■ **ASSIGNMENT A**
Set down the passage from the WandaVision review below word for word, starting at "With the series" and ending at "pandemic we are in.".
■ **ASSIGNMENT B**
According to the WandaVision review below, which actor plays Monica Rambeau?

It’s the various moments between Wanda and Vision that make the grief and trauma stand out the most. You can’t help but feel bad for Wanda – feeling sympathetic towards her actions of just wanting to live a happy life with her love, the one who saved her from the endless waves of depression that keeps crashing into her.
As much as this is Wanda and Vision’s story, the side characters are just as compelling. What some may see as secondary characters that probably wouldn’t have a future, are given one in this universe. From Dr. Darcy Lewis (Kat Dennings) to Agent Jimmy Woo (Randall Park) to Monica Rambeau (Teyonah Parris), each character has their moment to shine including a superhero origin we never knew we needed until now. But the real standout among the supporting characters is Kathryn Hanh. She nearly without fail steals every scene she’s. Her comedic timing is unimaginably on point that only adds to the value of the series.
Wandavision explores so much of the traumatic past, present and hopeful future of Wanda Maximoff. She is finally revealed to be the Scarlett Witch using chaos magic who is more powerful than Dr. Strange. Events following the snap that brought back everyone utilizes the chaos everyone felt in episode four also showcases the budget for the show.
With the series finale (It was stated this would be a limited one season series) a lot of questions were answered but some new questions pop up that don’t fit the conclusive nature of a finale. Several key moments in the series are head scratchers but ultimately don’t take away from how breathtaking this show has been. What happens to White Vision? Why cast Evan Peters? What happens to the beekeeper? Who’s the missing person Jimmy was searching for? Granted, these are mere minor details to the overall story that may get answered in this supposed Multiverse of Madness trilogy. As much as Wanda uses sitcom’s to escape her reality, this show was a form of escapism for the world due to the current ongoing pandemic we are in.

■ **DATA SUPPLIED**
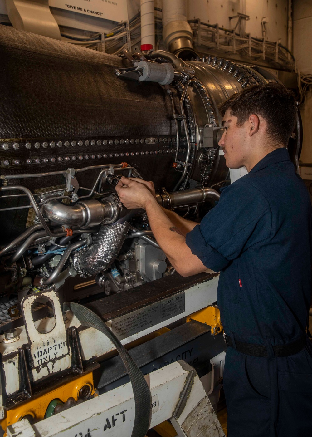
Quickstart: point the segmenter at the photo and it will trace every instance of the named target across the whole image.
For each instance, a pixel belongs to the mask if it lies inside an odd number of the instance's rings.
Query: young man
[[[281,85],[256,85],[221,112],[226,165],[248,174],[223,190],[200,225],[162,208],[152,183],[122,178],[116,191],[126,208],[146,209],[180,274],[220,272],[229,437],[312,435],[311,205],[286,149],[295,97]]]

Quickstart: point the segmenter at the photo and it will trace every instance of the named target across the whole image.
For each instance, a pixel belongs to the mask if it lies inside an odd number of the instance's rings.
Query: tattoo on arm
[[[184,235],[180,232],[177,228],[176,228],[175,226],[172,226],[171,228],[169,228],[170,231],[172,231],[173,232],[176,232],[177,234],[179,234],[179,235],[182,235],[183,237]]]

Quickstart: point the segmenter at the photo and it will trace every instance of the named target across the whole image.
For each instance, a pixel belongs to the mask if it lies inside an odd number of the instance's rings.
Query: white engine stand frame
[[[183,361],[146,375],[152,397],[150,428],[170,419],[179,437],[225,437],[195,370]],[[31,425],[7,427],[8,437],[130,437],[135,406],[130,383]]]

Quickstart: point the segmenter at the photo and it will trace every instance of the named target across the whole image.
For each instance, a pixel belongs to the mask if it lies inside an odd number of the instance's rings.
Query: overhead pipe
[[[288,20],[287,26],[287,48],[292,53],[292,0],[288,0]],[[291,59],[290,54],[288,55]]]
[[[184,59],[196,57],[193,32],[187,22],[187,0],[163,2],[163,38],[167,49]]]
[[[142,50],[148,50],[153,49],[155,47],[155,26],[154,0],[141,0],[141,45]],[[147,45],[149,46],[147,47]]]

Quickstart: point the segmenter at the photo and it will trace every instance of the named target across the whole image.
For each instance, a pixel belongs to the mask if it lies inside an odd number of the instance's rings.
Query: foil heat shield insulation
[[[73,257],[73,267],[79,274],[93,276],[109,267],[121,248],[129,226],[128,222],[102,225],[93,244]]]

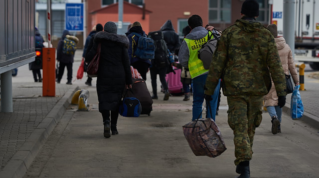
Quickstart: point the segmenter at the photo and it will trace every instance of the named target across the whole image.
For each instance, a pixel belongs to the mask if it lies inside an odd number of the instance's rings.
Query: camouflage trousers
[[[263,96],[227,96],[228,124],[234,132],[235,164],[251,160],[255,129],[262,120]]]

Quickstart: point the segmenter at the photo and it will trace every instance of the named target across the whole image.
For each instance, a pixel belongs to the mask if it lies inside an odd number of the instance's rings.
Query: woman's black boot
[[[104,137],[111,137],[111,133],[110,133],[110,120],[107,120],[104,122]]]
[[[116,129],[116,124],[111,124],[111,131],[112,135],[117,135],[119,134],[119,132]]]
[[[240,176],[236,178],[250,178],[249,161],[245,161],[240,162],[236,167],[236,172],[240,174]]]

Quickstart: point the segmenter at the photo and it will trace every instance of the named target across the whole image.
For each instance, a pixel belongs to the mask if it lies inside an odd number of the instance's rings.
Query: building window
[[[231,0],[209,0],[209,23],[230,23]]]
[[[188,22],[187,22],[188,20],[188,19],[179,19],[177,20],[178,33],[181,41],[182,41],[184,38],[184,36],[183,35],[183,29],[186,26],[188,26]]]
[[[257,19],[261,23],[268,23],[269,9],[268,8],[268,0],[257,0],[259,3],[259,16]]]
[[[142,5],[144,3],[144,0],[124,0],[127,2],[133,3],[138,5]],[[117,3],[119,0],[102,0],[102,5],[108,5],[112,3]]]

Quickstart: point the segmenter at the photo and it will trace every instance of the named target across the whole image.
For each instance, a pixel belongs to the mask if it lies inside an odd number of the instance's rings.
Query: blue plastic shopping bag
[[[300,119],[304,115],[304,105],[301,101],[299,88],[300,88],[299,85],[295,86],[291,95],[290,116],[293,120]]]

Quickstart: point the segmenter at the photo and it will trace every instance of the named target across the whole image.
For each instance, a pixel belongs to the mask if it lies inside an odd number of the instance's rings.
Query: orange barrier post
[[[55,48],[42,48],[42,96],[55,96]]]

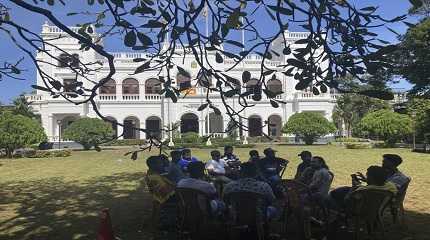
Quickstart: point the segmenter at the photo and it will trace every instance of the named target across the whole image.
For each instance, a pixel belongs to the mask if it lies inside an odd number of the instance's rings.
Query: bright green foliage
[[[301,112],[292,115],[282,130],[285,133],[295,134],[307,145],[311,145],[319,137],[334,133],[336,127],[320,113]]]
[[[0,114],[0,148],[8,157],[15,149],[46,141],[42,126],[29,117],[8,112]]]
[[[430,133],[430,99],[412,98],[407,104],[408,114],[414,121],[417,141]]]
[[[384,100],[358,94],[342,94],[336,100],[332,118],[335,122],[343,122],[347,137],[351,137],[353,128],[364,115],[372,111],[389,108],[390,105]]]
[[[406,114],[379,110],[364,116],[358,128],[363,134],[384,140],[387,145],[394,145],[412,133],[412,120]]]
[[[85,150],[112,139],[114,131],[111,124],[98,118],[81,118],[64,131],[64,137],[82,144]]]
[[[421,21],[408,30],[400,44],[400,74],[414,84],[411,93],[430,97],[430,18]]]

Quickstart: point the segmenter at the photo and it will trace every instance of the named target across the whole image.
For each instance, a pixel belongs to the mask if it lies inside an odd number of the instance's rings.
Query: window
[[[198,77],[198,83],[202,87],[211,87],[212,86],[212,75],[209,73],[200,72]]]
[[[161,82],[156,78],[151,78],[145,81],[145,93],[146,94],[160,94],[161,93]]]
[[[73,68],[77,68],[79,67],[79,55],[78,54],[67,54],[67,53],[62,53],[59,57],[58,57],[58,67],[73,67]]]
[[[133,78],[127,78],[122,82],[123,94],[139,94],[139,82]]]
[[[116,94],[115,80],[110,79],[100,87],[100,94]]]
[[[191,88],[191,74],[189,72],[180,72],[176,75],[179,90]]]
[[[64,92],[73,92],[76,90],[76,79],[63,80]]]

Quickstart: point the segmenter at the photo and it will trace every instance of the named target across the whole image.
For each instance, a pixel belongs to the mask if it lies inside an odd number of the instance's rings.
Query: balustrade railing
[[[161,95],[160,94],[145,94],[145,100],[160,100],[161,99]]]
[[[122,95],[122,100],[124,100],[124,101],[138,101],[139,95],[138,94],[124,94],[124,95]]]
[[[100,94],[99,99],[102,101],[115,101],[116,95],[115,94]]]

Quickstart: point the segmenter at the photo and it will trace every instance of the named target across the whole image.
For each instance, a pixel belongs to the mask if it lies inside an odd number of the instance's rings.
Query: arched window
[[[176,84],[179,90],[191,88],[191,74],[187,71],[178,72],[176,74]]]
[[[100,94],[116,94],[116,82],[109,79],[103,86],[100,87]]]
[[[122,94],[139,94],[139,82],[134,78],[122,81]]]
[[[250,137],[263,135],[263,122],[260,116],[253,115],[248,118],[248,134]]]
[[[113,137],[117,137],[118,136],[118,122],[117,122],[117,120],[113,117],[107,117],[107,119],[110,120],[110,121],[106,121],[106,122],[111,124],[111,126],[112,126]]]
[[[181,117],[181,133],[199,132],[199,117],[194,113],[186,113]]]
[[[278,79],[271,79],[267,82],[267,89],[273,93],[281,93],[282,82]]]
[[[258,80],[253,78],[246,83],[246,91],[251,91],[252,94],[261,93],[260,86],[258,85]]]
[[[145,93],[146,94],[160,94],[161,82],[156,78],[150,78],[145,81]]]
[[[136,117],[124,119],[123,137],[124,139],[140,139],[140,121]]]
[[[202,87],[211,87],[212,86],[212,75],[209,73],[199,72],[197,76],[197,83]]]
[[[271,115],[267,119],[267,124],[269,128],[269,136],[271,137],[279,137],[281,136],[282,130],[282,118],[278,115]]]
[[[62,53],[58,56],[58,67],[79,67],[79,55]]]
[[[145,127],[148,131],[146,133],[146,139],[155,137],[161,139],[161,119],[156,116],[152,116],[146,119]]]

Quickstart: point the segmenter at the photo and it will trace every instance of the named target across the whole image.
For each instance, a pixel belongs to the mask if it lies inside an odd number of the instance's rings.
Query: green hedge
[[[354,137],[339,137],[334,140],[335,142],[369,142],[368,139],[365,138],[354,138]]]
[[[134,145],[144,145],[146,143],[145,139],[117,139],[111,142],[103,143],[103,146],[134,146]]]
[[[26,156],[29,158],[50,158],[50,157],[69,157],[72,155],[71,150],[36,150]]]
[[[344,144],[347,149],[369,149],[372,144],[364,142],[347,142]]]

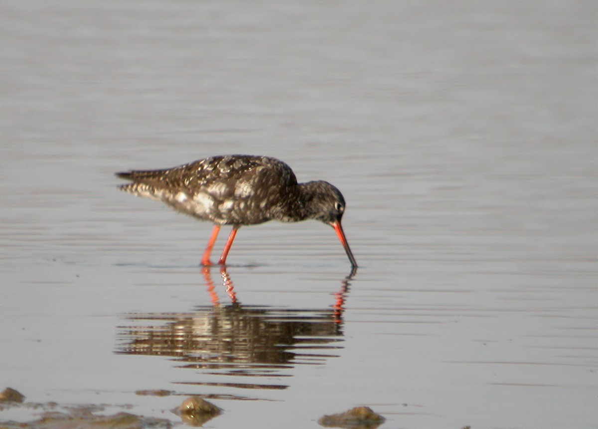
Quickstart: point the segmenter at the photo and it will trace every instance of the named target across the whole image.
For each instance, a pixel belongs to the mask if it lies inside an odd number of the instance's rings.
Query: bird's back
[[[291,168],[273,158],[221,155],[163,170],[117,173],[133,183],[120,189],[163,201],[218,223],[249,225],[272,219],[297,186]]]

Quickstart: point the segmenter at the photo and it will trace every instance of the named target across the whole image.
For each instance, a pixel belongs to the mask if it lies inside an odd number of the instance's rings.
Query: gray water
[[[200,395],[210,428],[596,428],[597,9],[4,0],[0,389],[179,424]],[[357,272],[310,221],[202,273],[209,223],[115,189],[234,153],[340,189]]]

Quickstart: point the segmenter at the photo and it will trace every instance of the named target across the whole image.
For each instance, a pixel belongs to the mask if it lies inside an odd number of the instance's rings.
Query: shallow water
[[[537,5],[2,2],[0,388],[596,427],[596,7]],[[315,222],[202,270],[210,225],[115,189],[223,153],[341,189],[356,273]]]

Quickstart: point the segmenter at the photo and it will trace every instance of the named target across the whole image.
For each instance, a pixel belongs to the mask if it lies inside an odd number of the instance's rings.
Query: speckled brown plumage
[[[233,226],[219,261],[224,263],[240,225],[313,219],[334,228],[352,265],[357,266],[341,227],[345,202],[340,191],[322,180],[298,183],[291,167],[274,158],[221,155],[172,168],[117,175],[132,181],[120,186],[122,191],[214,223],[202,261],[205,265],[210,263],[209,253],[221,225]]]

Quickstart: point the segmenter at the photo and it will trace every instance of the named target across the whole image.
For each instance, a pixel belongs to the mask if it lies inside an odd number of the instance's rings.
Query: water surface
[[[179,423],[200,395],[212,428],[595,428],[596,11],[2,2],[0,388]],[[115,189],[225,153],[339,188],[356,273],[315,222],[202,270],[210,225]]]

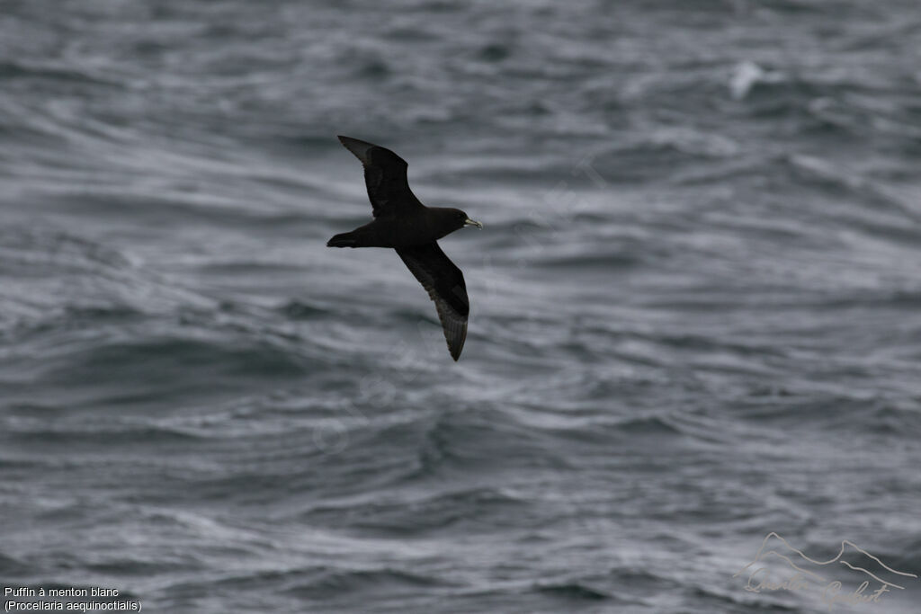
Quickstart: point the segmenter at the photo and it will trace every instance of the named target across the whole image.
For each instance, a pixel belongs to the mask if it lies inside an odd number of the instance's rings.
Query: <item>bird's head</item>
[[[454,223],[453,224],[454,227],[452,228],[452,230],[460,230],[460,228],[467,226],[476,226],[477,228],[481,229],[483,228],[482,222],[472,220],[467,214],[460,211],[460,209],[449,209],[448,211],[450,213],[451,221]]]

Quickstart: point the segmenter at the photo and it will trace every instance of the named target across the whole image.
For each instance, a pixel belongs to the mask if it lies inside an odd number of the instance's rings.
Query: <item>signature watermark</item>
[[[842,583],[832,577],[845,568],[856,572],[857,580]],[[817,561],[773,531],[754,559],[732,575],[740,576],[746,579],[743,587],[751,593],[811,593],[829,611],[835,606],[882,603],[888,593],[905,590],[909,582],[918,579],[915,573],[892,569],[846,539],[834,558]]]

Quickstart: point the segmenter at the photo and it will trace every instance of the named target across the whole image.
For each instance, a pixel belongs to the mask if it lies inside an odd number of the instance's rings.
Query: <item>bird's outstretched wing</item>
[[[374,216],[399,215],[421,209],[406,179],[406,161],[390,149],[348,136],[339,142],[355,154],[365,167],[365,185]]]
[[[434,241],[415,248],[399,248],[397,253],[435,301],[448,350],[451,358],[457,360],[467,338],[467,316],[470,314],[463,273]]]

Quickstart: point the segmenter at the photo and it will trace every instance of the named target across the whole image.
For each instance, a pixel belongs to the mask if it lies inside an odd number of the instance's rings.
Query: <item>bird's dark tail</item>
[[[328,248],[354,248],[358,241],[356,239],[355,232],[344,232],[336,235],[326,242]]]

■ **TASK OUTPUT A**
With the series finale (It was stated this would be a limited one season series) a lot of questions were answered but some new questions pop up that don’t fit the conclusive nature of a finale. Several key moments in the series are head scratchers but ultimately don’t take away from how breathtaking this show has been. What happens to White Vision? Why cast Evan Peters? What happens to the beekeeper? Who’s the missing person Jimmy was searching for? Granted, these are mere minor details to the overall story that may get answered in this supposed Multiverse of Madness trilogy. As much as Wanda uses sitcom’s to escape her reality, this show was a form of escapism for the world due to the current ongoing pandemic we are in.

■ **TASK OUTPUT B**
Teyonah Parris